[start MATERIAL SUPPLIED]
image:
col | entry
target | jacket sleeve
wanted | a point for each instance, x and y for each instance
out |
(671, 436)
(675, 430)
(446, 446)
[end MATERIAL SUPPLIED]
### YOUR OBJECTIVE:
Rescale the listing above by reproducing every line of it, requests included, with each point coordinate in the answers multiplied by 2.4 and rounded to the nearest whole number, halves rounding up. Leave all other numbers and text as they are.

### RESULT OF THIS TASK:
image:
col | entry
target | jacket sleeve
wanted | a point for each instance, x and y for each instance
out |
(1610, 1046)
(1620, 1032)
(1070, 1070)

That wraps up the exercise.